● Given text
# # # # # # #

EX-2.2 3 d273836dex22.htm EX-2.2 EX-2.2

Exhibit 2.2

WARRANT AMENDMENT AGREEMENT

This Warrant Amendment Agreement (this “Agreement”) is made as of December 17, 2021, by and between Investindustrial Acquisition Corp., a Cayman Islands exempted company (the “Company”), and Continental Stock Transfer & Trust Company, a New York corporation (the “Warrant Agent”).

WHEREAS, the Company and the Warrant Agent are parties to that certain Warrant Agreement, dated as of November 23, 2020, and filed with the United States Securities and Exchange Commission on November 23, 2020 (the “Existing Warrant Agreement”);

WHEREAS, unless specified otherwise, capitalized terms used herein, but not otherwise defined, shall have the meanings given to such terms in the Existing Warrant Agreement;

WHEREAS, pursuant to the Existing Warrant Agreement, the Company issued (i) 6,700,000 warrants to Investindustrial Acquisition Corp. L.P. (the “Sponsor”) (collectively, the “Private Placement Warrants”) to purchase the Company’s Class A ordinary shares, par value $0.0001 per share (“Class A Shares”), with each Private Placement Warrant being exercisable for one Class A Share and with an exercise price of $11.50 per share, subject to adjustment as set forth in the Existing Warrant Agreement, and (ii) 13,416,667 warrants as part of units to public investors in the Offering (the “Public Warrants” and together with the Private Placement Warrants, the “Warrants”) to purchase Class A Shares, with each whole Public Warrant being exercisable for one Class A Share and with an exercise price of $11.50 per share, subject to adjustment as set forth in the Existing Warrant Agreement;

WHEREAS, on July 18, 2021, the Company, Ermenegildo Zegna Holditalia S.p.A., a joint stock company incorporated under Italian law (“Zegna”, which from and after the consummation of the Conversion (as defined in the Business Combination Agreement (as defined below)), will be domesticated in The Netherlands, and renamed Ermenegildo Zegna N.V., a Dutch public limited liability company (naamloze vennootschap)), and EZ Cayman, a Cayman Islands exempted company (“Merger Sub”) entered into that certain Business Combination Agreement (the “Business Combination Agreement”), pursuant to which, among other things, Merger Sub will merge with and into the Company, with the Company continuing as the surviving company (the “Surviving Company”) and becoming a direct, wholly-owned subsidiary of Zegna (the “Merger”);

WHEREAS, all of the Warrants are governed by the Existing Warrant Agreement;

WHEREAS, at the Effective Time (as defined in the Business Combination Agreement), each Private Placement Warrant outstanding immediately prior to the Effective Time will be exchanged, for a newly issued Zegna warrant representing a right to acquire one ordinary share of Zegna, nominal value €0.02 per share (“Zegna Share”) on the same contractual terms and conditions as those of the Private Placement Warrants under the terms of the Existing Warrant Agreement as in effect immediately prior to the execution of this Agreement;

WHEREAS, in connection with the Merger, each Public Warrant outstanding immediately prior to the Effective Time will automatically cease to represent a right to acquire one Class A Share and shall automatically represent, at the Effective Time, a right to acquire one Zegna Share on the same contractual terms and conditions as were in effect immediately prior to the Effective Time under the terms of the Existing Warrant Agreement;


WHEREAS, in connection with the Merger, Zegna desires to exercise all of the Private Placement Warrants outstanding;

WHEREAS, in connection with the Merger, and in accordance with Section 2.4 of the Business Combination Agreement, the Company and the Warrant Agent desire to amend the Existing Warrant Agreement, such that, as amended, the exercise price of the Private Placement Warrants will be amended to $0.01 and the duration of the exercise period of the Private Placement Warrants will be extended so that the Private Placement Warrants will be exercisable by Zegna in connection with the Closing (as defined in the Business Combination Agreement);

WHEREAS, Section 9.8 of the Existing Warrant Agreement provides that the Company and the Warrant Agent may amend the Existing Warrant Agreement without the consent of any registered holders for the purpose of adding or changing any provisions with respect to matters or questions arising under the Existing Warrant Agreement as the parties may deem necessary or desirable and that the parties deem shall not adversely affect the rights of the registered holders of the Warrants under the Existing Warrant Agreement; and

WHEREAS, the Company and the Warrant Agent desire to modify and amend the Existing Warrant Agreement as set forth in this Agreement.

# # # # # # #

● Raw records
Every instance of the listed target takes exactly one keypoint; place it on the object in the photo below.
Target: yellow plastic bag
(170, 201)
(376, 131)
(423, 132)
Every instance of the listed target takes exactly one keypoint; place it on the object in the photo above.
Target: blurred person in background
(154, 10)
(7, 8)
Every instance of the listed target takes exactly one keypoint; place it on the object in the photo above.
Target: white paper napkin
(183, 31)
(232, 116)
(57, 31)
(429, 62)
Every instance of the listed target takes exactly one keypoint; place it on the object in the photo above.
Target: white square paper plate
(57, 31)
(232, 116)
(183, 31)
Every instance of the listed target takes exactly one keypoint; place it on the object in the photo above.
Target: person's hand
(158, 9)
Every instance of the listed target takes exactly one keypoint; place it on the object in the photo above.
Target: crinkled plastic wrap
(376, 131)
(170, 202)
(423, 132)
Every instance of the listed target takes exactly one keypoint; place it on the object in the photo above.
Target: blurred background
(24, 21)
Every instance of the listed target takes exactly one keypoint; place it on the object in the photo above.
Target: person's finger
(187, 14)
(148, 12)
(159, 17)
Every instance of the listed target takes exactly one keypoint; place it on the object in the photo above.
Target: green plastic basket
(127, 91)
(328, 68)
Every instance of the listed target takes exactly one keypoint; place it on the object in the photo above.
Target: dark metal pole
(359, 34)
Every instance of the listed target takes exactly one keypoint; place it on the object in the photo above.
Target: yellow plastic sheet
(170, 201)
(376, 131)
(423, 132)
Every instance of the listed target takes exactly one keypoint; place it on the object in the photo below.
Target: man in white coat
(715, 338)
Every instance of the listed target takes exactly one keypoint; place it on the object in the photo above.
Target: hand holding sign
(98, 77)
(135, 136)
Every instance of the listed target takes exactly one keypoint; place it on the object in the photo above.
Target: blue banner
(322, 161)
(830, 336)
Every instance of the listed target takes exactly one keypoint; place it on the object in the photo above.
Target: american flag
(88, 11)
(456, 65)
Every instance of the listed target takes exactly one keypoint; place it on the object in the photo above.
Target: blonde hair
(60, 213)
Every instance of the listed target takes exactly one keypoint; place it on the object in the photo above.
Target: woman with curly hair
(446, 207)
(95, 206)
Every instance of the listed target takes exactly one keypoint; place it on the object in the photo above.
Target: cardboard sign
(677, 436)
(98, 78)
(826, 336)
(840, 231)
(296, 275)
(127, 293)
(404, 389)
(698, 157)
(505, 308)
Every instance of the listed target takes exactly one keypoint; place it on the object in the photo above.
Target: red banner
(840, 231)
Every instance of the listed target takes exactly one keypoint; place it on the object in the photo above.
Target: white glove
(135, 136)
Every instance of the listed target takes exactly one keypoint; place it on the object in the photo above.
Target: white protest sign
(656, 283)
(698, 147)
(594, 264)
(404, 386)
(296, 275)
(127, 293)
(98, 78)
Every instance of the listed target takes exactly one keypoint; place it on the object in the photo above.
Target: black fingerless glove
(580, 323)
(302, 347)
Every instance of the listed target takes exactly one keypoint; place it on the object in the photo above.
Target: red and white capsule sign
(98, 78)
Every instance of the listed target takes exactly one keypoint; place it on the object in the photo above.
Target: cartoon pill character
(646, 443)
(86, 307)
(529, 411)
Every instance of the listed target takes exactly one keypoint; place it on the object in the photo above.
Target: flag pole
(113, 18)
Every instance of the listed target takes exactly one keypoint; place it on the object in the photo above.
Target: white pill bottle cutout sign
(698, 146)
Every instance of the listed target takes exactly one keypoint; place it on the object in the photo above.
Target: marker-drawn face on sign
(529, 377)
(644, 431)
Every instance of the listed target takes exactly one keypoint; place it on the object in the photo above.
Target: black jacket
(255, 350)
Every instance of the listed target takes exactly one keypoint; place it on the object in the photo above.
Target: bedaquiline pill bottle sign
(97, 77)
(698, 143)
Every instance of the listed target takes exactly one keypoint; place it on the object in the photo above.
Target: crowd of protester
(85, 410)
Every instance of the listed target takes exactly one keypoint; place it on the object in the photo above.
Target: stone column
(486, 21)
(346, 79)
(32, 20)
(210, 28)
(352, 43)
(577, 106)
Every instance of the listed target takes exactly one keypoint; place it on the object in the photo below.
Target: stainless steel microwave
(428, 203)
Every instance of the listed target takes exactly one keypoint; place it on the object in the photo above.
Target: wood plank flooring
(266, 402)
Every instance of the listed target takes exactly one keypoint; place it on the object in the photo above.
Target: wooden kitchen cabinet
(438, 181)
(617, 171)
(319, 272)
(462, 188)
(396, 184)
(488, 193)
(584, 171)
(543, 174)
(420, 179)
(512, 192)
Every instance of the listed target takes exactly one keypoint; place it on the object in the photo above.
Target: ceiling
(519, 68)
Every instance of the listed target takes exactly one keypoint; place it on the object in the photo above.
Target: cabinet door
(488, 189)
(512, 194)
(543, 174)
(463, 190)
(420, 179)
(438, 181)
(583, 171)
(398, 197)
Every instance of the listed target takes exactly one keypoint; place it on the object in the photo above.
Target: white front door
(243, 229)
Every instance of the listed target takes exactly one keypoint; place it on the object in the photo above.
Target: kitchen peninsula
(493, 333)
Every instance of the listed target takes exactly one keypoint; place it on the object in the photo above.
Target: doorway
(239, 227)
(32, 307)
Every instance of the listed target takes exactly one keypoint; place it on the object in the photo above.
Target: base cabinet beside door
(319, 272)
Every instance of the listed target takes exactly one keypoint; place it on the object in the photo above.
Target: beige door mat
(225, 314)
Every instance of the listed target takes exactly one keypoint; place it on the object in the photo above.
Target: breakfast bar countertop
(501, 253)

# # # # # # #

● Stated problem A
According to the warrant amendment agreement, what will the exercise price of the Private Placement Warrants be amended to?
● Stated problem B
From the warrant amendment agreement, extract the passage word for word, starting with "WHEREAS, Section 9.8 of" and going on through "in this Agreement.".

● Written solution A
$0.01

● Written solution B
WHEREAS, Section 9.8 of the Existing Warrant Agreement provides that the Company and the Warrant Agent may amend the Existing Warrant Agreement without the consent of any registered holders for the purpose of adding or changing any provisions with respect to matters or questions arising under the Existing Warrant Agreement as the parties may deem necessary or desirable and that the parties deem shall not adversely affect the rights of the registered holders of the Warrants under the Existing Warrant Agreement; and

WHEREAS, the Company and the Warrant Agent desire to modify and amend the Existing Warrant Agreement as set forth in this Agreement.